▶ **YOUR GOAL**: Extract every line in the records that contains the word "stake".

────────────────────────────────────────

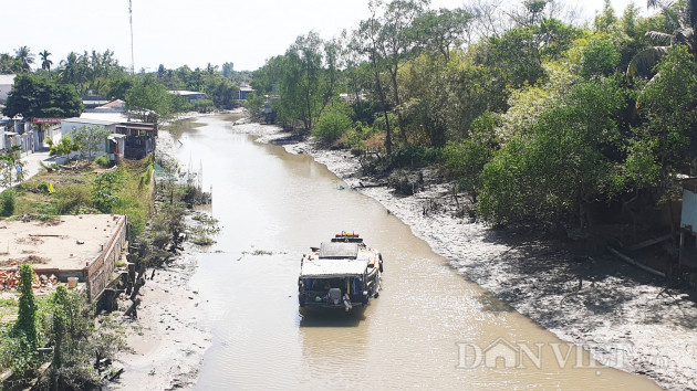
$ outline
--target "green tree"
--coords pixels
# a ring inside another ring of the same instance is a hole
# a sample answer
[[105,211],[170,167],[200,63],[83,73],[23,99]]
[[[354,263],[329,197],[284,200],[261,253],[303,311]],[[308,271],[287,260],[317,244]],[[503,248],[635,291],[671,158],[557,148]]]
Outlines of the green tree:
[[9,117],[24,118],[80,116],[82,99],[70,85],[58,84],[45,76],[19,74],[2,113]]
[[[423,15],[428,0],[393,0],[389,3],[371,1],[371,18],[361,21],[354,31],[352,46],[367,56],[373,67],[374,91],[378,96],[386,125],[385,149],[392,154],[391,107],[399,107],[402,96],[397,75],[403,62],[418,49],[414,21]],[[387,74],[387,83],[383,77]],[[391,99],[391,102],[388,102]],[[405,120],[397,112],[402,141],[406,142]]]
[[19,310],[17,321],[12,327],[10,336],[25,344],[22,353],[27,355],[27,357],[18,357],[15,358],[15,362],[21,362],[22,364],[19,367],[22,370],[27,370],[38,359],[37,348],[39,347],[39,331],[37,329],[37,311],[39,307],[37,305],[34,289],[32,288],[34,281],[33,268],[30,264],[24,264],[20,266],[19,271]]
[[350,109],[342,103],[336,102],[327,107],[312,129],[312,135],[326,144],[333,144],[340,139],[346,130],[351,128],[353,121],[348,117]]
[[587,204],[622,189],[610,152],[618,148],[615,118],[625,105],[614,80],[575,84],[485,167],[481,215],[493,221],[573,215],[585,228]]
[[126,109],[139,114],[144,119],[149,116],[149,112],[166,117],[173,113],[174,97],[164,84],[147,75],[138,78],[126,92]]
[[232,78],[233,73],[235,72],[235,65],[232,65],[232,63],[222,63],[222,67],[220,68],[220,73],[222,74],[222,77],[227,77],[227,78]]
[[474,18],[474,14],[461,8],[429,10],[414,21],[414,30],[424,49],[439,53],[448,63],[452,49],[471,34],[469,28]]
[[11,188],[24,180],[24,162],[19,156],[17,147],[0,151],[0,187]]
[[15,59],[8,53],[0,53],[0,75],[19,73],[21,67]]
[[644,49],[632,57],[627,66],[627,77],[653,76],[654,66],[676,44],[685,45],[693,55],[693,62],[697,61],[697,1],[664,3],[658,0],[647,0],[646,4],[648,8],[660,9],[667,21],[666,30],[646,32],[656,45]]
[[610,33],[613,29],[617,27],[617,17],[615,15],[615,10],[612,8],[610,0],[605,0],[603,3],[603,10],[595,15],[595,20],[593,21],[593,27],[596,31],[601,31],[604,33]]
[[620,65],[620,52],[606,38],[589,43],[583,51],[581,76],[585,78],[610,76]]
[[51,65],[53,65],[53,61],[49,59],[50,55],[51,53],[48,50],[39,53],[39,56],[41,57],[41,68],[49,72],[51,72]]
[[[697,64],[688,47],[677,45],[656,66],[657,76],[638,97],[639,115],[645,119],[644,136],[655,140],[662,178],[683,163],[687,148],[697,138]],[[697,156],[694,151],[689,152]]]
[[92,160],[94,154],[104,150],[108,135],[108,130],[102,126],[83,126],[71,131],[69,137],[73,139],[81,155]]
[[22,71],[30,72],[31,64],[34,63],[34,54],[31,52],[31,49],[29,46],[20,46],[14,50],[14,54]]
[[48,337],[53,342],[53,357],[46,374],[54,390],[84,390],[104,384],[94,362],[111,359],[121,338],[108,320],[95,328],[94,308],[86,297],[65,286],[56,287],[48,300]]

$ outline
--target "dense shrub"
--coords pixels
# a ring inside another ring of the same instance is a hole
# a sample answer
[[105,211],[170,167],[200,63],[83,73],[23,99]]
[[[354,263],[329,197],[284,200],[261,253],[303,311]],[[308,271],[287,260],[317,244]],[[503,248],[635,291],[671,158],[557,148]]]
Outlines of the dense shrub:
[[6,190],[0,196],[0,215],[10,216],[14,213],[14,190]]
[[395,168],[422,168],[439,161],[441,156],[439,148],[408,146],[394,150],[391,158]]
[[111,161],[108,161],[108,157],[106,157],[106,155],[97,156],[94,159],[94,162],[102,168],[107,168],[108,166],[111,166]]
[[53,202],[56,214],[72,214],[81,207],[91,207],[92,194],[90,188],[84,184],[66,184],[55,189]]
[[351,118],[336,109],[329,109],[322,114],[312,135],[323,142],[332,144],[341,138],[352,125]]

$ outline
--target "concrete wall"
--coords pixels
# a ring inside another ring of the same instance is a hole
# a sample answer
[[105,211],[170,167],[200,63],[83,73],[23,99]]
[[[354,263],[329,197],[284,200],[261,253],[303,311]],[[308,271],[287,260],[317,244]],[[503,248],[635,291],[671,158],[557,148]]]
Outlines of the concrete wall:
[[6,103],[8,101],[8,94],[12,89],[12,85],[0,84],[0,103]]
[[682,214],[680,228],[691,228],[697,233],[697,194],[687,189],[683,190]]
[[126,216],[116,215],[119,220],[116,233],[104,245],[104,251],[97,255],[84,272],[86,274],[87,297],[94,302],[108,285],[116,268],[116,261],[126,249]]
[[[75,129],[82,128],[83,126],[87,126],[87,127],[90,127],[90,126],[97,126],[97,127],[106,129],[110,133],[110,135],[116,133],[116,124],[113,124],[113,125],[91,125],[91,124],[71,123],[71,121],[64,120],[64,121],[61,123],[61,138],[67,136],[71,131],[73,131]],[[54,138],[53,139],[54,144],[58,144],[59,141],[60,141],[60,138],[58,138],[58,139]],[[106,154],[107,148],[108,148],[108,142],[106,141],[106,138],[105,138],[104,142],[101,146],[101,148],[97,151],[93,152],[94,154],[93,157],[97,157],[97,156]],[[74,158],[74,157],[79,157],[79,156],[80,156],[80,152],[71,152],[69,157],[70,158]]]

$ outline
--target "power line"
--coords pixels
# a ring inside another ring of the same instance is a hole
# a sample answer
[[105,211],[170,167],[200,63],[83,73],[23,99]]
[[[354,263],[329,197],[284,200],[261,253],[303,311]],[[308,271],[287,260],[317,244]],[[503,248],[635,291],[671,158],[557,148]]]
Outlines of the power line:
[[135,74],[135,60],[133,56],[133,7],[132,0],[128,0],[128,23],[131,24],[131,74]]

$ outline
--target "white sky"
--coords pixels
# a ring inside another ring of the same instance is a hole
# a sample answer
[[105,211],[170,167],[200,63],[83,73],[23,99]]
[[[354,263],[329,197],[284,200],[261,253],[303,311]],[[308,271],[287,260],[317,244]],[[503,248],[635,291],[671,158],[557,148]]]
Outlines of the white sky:
[[[433,0],[431,8],[468,1]],[[589,20],[603,4],[564,1],[582,7]],[[630,2],[612,0],[617,15]],[[646,7],[644,0],[636,3]],[[22,45],[34,54],[45,49],[55,67],[71,51],[111,49],[122,65],[131,66],[128,0],[20,0],[0,9],[7,11],[0,22],[0,53],[14,54]],[[298,35],[315,30],[327,39],[367,15],[367,0],[133,0],[135,68],[232,62],[235,70],[252,71],[284,53]],[[40,66],[38,55],[34,66]]]

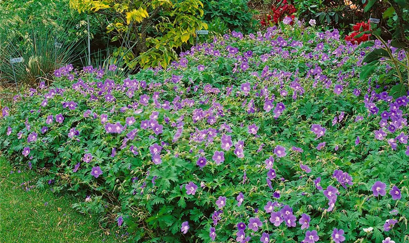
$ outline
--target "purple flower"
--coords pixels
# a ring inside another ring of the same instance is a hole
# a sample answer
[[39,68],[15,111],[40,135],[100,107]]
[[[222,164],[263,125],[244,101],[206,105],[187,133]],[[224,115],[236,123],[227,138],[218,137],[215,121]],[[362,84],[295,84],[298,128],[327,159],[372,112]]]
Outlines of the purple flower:
[[133,117],[127,117],[126,119],[126,122],[129,126],[130,126],[136,122],[136,121],[135,120],[135,118]]
[[270,241],[270,235],[268,233],[263,233],[261,237],[260,238],[260,241],[262,243],[268,243]]
[[231,136],[223,134],[222,135],[222,148],[228,151],[233,146],[233,142],[231,141]]
[[207,160],[206,159],[206,158],[204,157],[200,157],[199,158],[199,159],[197,160],[197,162],[196,162],[196,164],[199,166],[199,167],[202,168],[206,165],[206,164],[207,163]]
[[6,134],[7,135],[7,136],[10,136],[10,134],[11,134],[11,132],[12,132],[12,131],[13,131],[13,130],[12,130],[12,129],[11,129],[11,127],[7,127],[7,133],[6,133]]
[[219,197],[219,199],[216,201],[216,204],[219,208],[222,208],[226,205],[226,197]]
[[288,205],[285,205],[284,208],[280,210],[280,212],[282,216],[285,217],[293,214],[293,208]]
[[68,107],[68,109],[74,110],[75,109],[77,104],[78,104],[72,101],[67,103],[67,106]]
[[316,230],[313,230],[310,231],[307,230],[305,233],[305,238],[304,238],[303,242],[305,243],[315,243],[319,240],[319,237],[318,236],[318,233]]
[[277,206],[278,206],[278,203],[277,202],[273,203],[271,201],[269,201],[264,206],[264,211],[266,213],[271,213],[274,209],[274,207]]
[[334,92],[337,95],[341,94],[342,92],[342,86],[341,85],[336,85],[334,88]]
[[372,186],[372,191],[373,193],[373,196],[377,197],[379,195],[381,196],[385,196],[386,194],[386,184],[377,181],[375,182],[373,186]]
[[287,153],[285,153],[285,148],[280,145],[278,145],[274,148],[274,154],[279,158],[284,157],[287,155]]
[[237,147],[234,150],[234,154],[239,158],[243,158],[244,157],[244,151],[243,149],[240,147]]
[[378,130],[374,132],[375,134],[375,138],[378,140],[383,140],[384,138],[386,137],[386,133],[383,130],[383,129],[381,128]]
[[48,117],[47,117],[47,119],[46,119],[46,120],[45,120],[45,123],[47,125],[49,125],[50,124],[51,124],[51,123],[53,122],[53,120],[54,120],[54,117],[52,115],[50,115],[48,116]]
[[74,166],[74,169],[73,170],[73,172],[75,173],[78,171],[78,169],[79,168],[79,165],[81,164],[80,163],[78,162],[77,164]]
[[398,187],[393,186],[392,189],[390,189],[390,191],[389,192],[390,195],[392,196],[392,199],[393,200],[399,200],[402,198],[402,194],[401,191]]
[[243,222],[240,222],[237,224],[237,228],[239,230],[244,230],[246,229],[246,224]]
[[236,241],[237,242],[245,242],[246,233],[244,233],[244,230],[239,230],[237,233],[236,233]]
[[220,165],[224,161],[224,153],[223,151],[215,151],[212,159],[214,160],[216,164]]
[[104,124],[108,120],[108,115],[106,114],[101,115],[101,124]]
[[44,134],[44,133],[45,133],[46,132],[47,132],[47,130],[48,130],[48,127],[47,127],[45,126],[43,126],[41,128],[41,133]]
[[247,96],[250,93],[250,83],[245,83],[242,84],[240,89],[244,93],[244,95]]
[[338,193],[338,189],[332,186],[328,186],[327,189],[324,191],[324,195],[330,201],[336,201],[337,194]]
[[403,132],[401,132],[400,134],[396,137],[396,139],[401,143],[403,143],[404,144],[407,144],[408,143],[408,136],[406,136],[403,133]]
[[313,124],[311,125],[311,131],[316,135],[317,139],[324,136],[326,130],[325,127],[322,127],[319,124]]
[[301,170],[305,172],[306,173],[311,172],[311,169],[307,165],[303,165],[302,163],[300,164],[299,167]]
[[318,143],[318,145],[317,145],[316,146],[317,150],[321,150],[321,149],[322,149],[323,148],[325,147],[325,144],[326,144],[326,142],[322,142]]
[[243,62],[242,63],[242,64],[240,65],[240,68],[242,69],[242,70],[243,71],[245,71],[247,69],[248,69],[248,63],[247,62]]
[[273,168],[273,164],[274,163],[274,158],[272,156],[270,156],[269,158],[264,161],[266,164],[265,168],[268,169]]
[[73,127],[70,129],[70,132],[68,133],[68,137],[72,139],[74,136],[79,135],[79,132],[77,130],[75,127]]
[[180,231],[185,234],[187,233],[187,230],[188,230],[189,228],[190,228],[190,227],[189,226],[189,222],[187,221],[185,221],[182,223],[182,227],[180,228]]
[[24,157],[27,157],[30,154],[30,148],[28,147],[25,147],[23,149],[23,155],[24,156]]
[[62,116],[62,114],[59,114],[56,116],[56,122],[59,123],[62,123],[64,121],[64,117]]
[[85,154],[84,155],[84,157],[82,158],[82,161],[85,163],[89,163],[93,159],[93,156],[91,154]]
[[338,229],[336,228],[335,228],[335,229],[334,229],[333,233],[331,234],[331,237],[332,237],[333,241],[334,241],[335,242],[335,243],[340,243],[343,241],[345,241],[345,237],[343,235],[343,229]]
[[194,195],[196,193],[196,190],[197,190],[197,186],[196,186],[193,182],[190,182],[186,184],[185,186],[186,189],[186,194],[187,195]]
[[384,224],[384,230],[385,231],[390,230],[397,223],[398,223],[398,221],[395,219],[387,220],[385,222],[385,224]]
[[267,176],[268,176],[269,179],[272,180],[276,178],[276,170],[274,169],[270,169],[267,173]]
[[359,136],[356,137],[356,140],[355,140],[355,145],[357,145],[359,144],[359,142],[361,141],[359,140]]
[[281,223],[284,221],[284,219],[281,216],[281,213],[279,212],[273,212],[271,213],[270,217],[270,222],[272,224],[274,224],[274,226],[278,227],[280,226]]
[[318,190],[322,190],[322,187],[320,185],[320,183],[321,182],[321,177],[318,177],[315,180],[314,180],[314,184],[316,186],[316,188]]
[[7,106],[4,106],[4,108],[1,109],[1,115],[3,116],[3,117],[7,117],[9,116],[9,110],[10,109]]
[[33,132],[27,138],[27,142],[35,142],[37,140],[37,133]]
[[309,216],[305,213],[303,213],[301,215],[301,218],[299,219],[298,223],[301,225],[301,229],[304,229],[310,227],[310,221],[311,218]]
[[157,135],[159,135],[163,132],[163,130],[162,130],[163,129],[163,126],[158,123],[155,124],[152,128],[152,130],[153,130],[153,132],[154,132],[155,134]]
[[255,232],[259,230],[259,227],[261,227],[262,225],[263,224],[259,218],[250,218],[249,220],[248,228]]
[[288,227],[295,227],[297,226],[296,221],[297,218],[292,214],[286,216],[283,215],[283,218]]
[[282,20],[282,22],[285,24],[290,24],[292,22],[293,22],[293,19],[289,16],[286,16]]
[[395,241],[390,240],[390,237],[387,237],[385,240],[382,241],[382,243],[395,243]]
[[124,219],[122,218],[122,216],[118,217],[116,221],[118,222],[118,226],[122,226],[122,224],[124,223]]
[[242,192],[239,193],[239,195],[237,196],[237,197],[236,198],[236,199],[237,200],[237,206],[240,207],[243,203],[243,201],[244,200],[244,196],[243,195]]
[[101,167],[97,166],[96,167],[93,167],[91,171],[91,175],[95,176],[95,178],[98,178],[100,175],[102,174],[102,171],[101,170]]
[[210,231],[209,233],[209,236],[210,236],[212,241],[214,241],[214,239],[216,239],[216,229],[214,228],[214,227],[210,227]]
[[162,146],[158,145],[157,143],[154,143],[149,147],[149,150],[152,155],[160,154],[162,149]]
[[280,198],[280,191],[274,191],[273,193],[273,196],[275,197],[276,198]]
[[255,124],[248,126],[248,133],[250,134],[256,135],[257,134],[257,131],[259,130],[259,127],[256,125]]

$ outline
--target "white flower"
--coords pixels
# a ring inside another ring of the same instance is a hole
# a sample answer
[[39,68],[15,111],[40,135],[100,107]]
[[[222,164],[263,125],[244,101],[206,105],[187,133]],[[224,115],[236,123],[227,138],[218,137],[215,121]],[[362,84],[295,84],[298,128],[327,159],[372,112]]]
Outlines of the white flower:
[[370,227],[369,228],[364,228],[364,231],[367,233],[372,231],[372,229],[373,229],[373,228],[372,228],[372,227]]

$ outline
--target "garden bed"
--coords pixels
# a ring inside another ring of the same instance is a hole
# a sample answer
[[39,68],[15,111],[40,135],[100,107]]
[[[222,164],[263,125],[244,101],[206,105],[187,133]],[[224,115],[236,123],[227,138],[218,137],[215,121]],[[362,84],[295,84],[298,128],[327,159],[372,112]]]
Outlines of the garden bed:
[[288,25],[127,78],[69,65],[3,108],[1,148],[135,241],[401,242],[408,99],[358,77],[378,44]]

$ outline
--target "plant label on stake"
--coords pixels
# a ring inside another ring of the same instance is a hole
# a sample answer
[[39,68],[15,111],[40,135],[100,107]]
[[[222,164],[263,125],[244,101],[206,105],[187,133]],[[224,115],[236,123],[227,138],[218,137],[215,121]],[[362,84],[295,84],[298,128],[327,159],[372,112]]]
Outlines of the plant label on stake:
[[374,24],[378,24],[379,23],[379,21],[380,19],[379,18],[375,18],[373,17],[369,18],[369,21],[371,23],[373,23]]
[[11,67],[13,68],[13,75],[14,76],[14,82],[16,83],[16,87],[17,88],[18,91],[19,91],[19,85],[17,84],[17,80],[16,79],[16,72],[14,71],[14,65],[13,63],[18,63],[22,62],[24,60],[22,57],[16,57],[15,58],[10,58],[10,63],[11,64]]
[[22,57],[16,57],[15,58],[10,58],[10,62],[13,64],[13,63],[22,62],[24,60],[24,59]]
[[56,64],[57,63],[57,48],[61,48],[62,46],[62,43],[60,43],[57,42],[54,43],[54,46],[56,47]]
[[209,35],[209,31],[207,30],[198,30],[196,31],[196,46],[197,46],[197,40],[199,38],[199,35]]

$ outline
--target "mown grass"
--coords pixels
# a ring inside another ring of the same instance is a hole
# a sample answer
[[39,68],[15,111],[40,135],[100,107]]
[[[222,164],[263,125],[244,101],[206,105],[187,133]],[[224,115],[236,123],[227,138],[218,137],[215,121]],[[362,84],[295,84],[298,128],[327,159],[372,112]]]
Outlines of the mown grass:
[[20,185],[29,181],[35,185],[35,173],[19,173],[0,157],[0,243],[121,241],[114,233],[107,235],[96,217],[73,209],[78,199],[35,188],[26,191]]

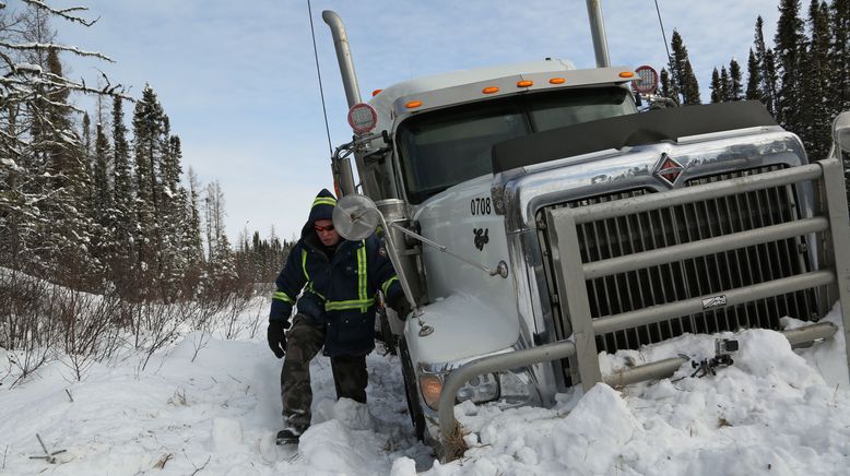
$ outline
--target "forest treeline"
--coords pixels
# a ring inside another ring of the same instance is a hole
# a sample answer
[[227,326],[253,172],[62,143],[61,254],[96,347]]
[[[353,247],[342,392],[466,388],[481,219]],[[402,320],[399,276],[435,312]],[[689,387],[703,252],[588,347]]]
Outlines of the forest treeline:
[[[67,78],[52,23],[83,9],[0,4],[0,267],[125,299],[250,293],[291,243],[271,230],[225,234],[224,193],[182,169],[179,135],[154,88],[131,97],[106,76]],[[79,26],[79,25],[74,25]],[[94,111],[74,105],[95,98]]]
[[[184,170],[180,138],[151,85],[131,97],[105,76],[66,76],[63,56],[110,61],[57,41],[52,23],[88,26],[78,15],[87,11],[17,3],[0,3],[0,267],[166,302],[273,279],[292,242],[273,230],[228,240],[222,188]],[[716,68],[710,102],[763,102],[811,159],[823,158],[833,119],[850,109],[850,0],[812,0],[806,15],[800,0],[778,8],[772,47],[759,16],[745,68],[734,58]],[[701,103],[678,32],[661,80],[675,103]],[[96,98],[95,110],[80,110],[79,95]]]
[[[830,126],[850,110],[850,0],[780,0],[774,47],[767,46],[764,20],[755,20],[753,46],[742,66],[715,68],[711,103],[757,99],[783,128],[796,133],[810,160],[829,153]],[[661,94],[681,105],[700,104],[699,84],[678,32],[671,39],[670,66],[661,71]],[[845,166],[850,179],[850,165]],[[850,182],[850,180],[848,180]]]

────────────────────────────────────────

▶ **SOLUTION FOR THIS TASK**:
--target "plant label on stake"
Outlines of the plant label on stake:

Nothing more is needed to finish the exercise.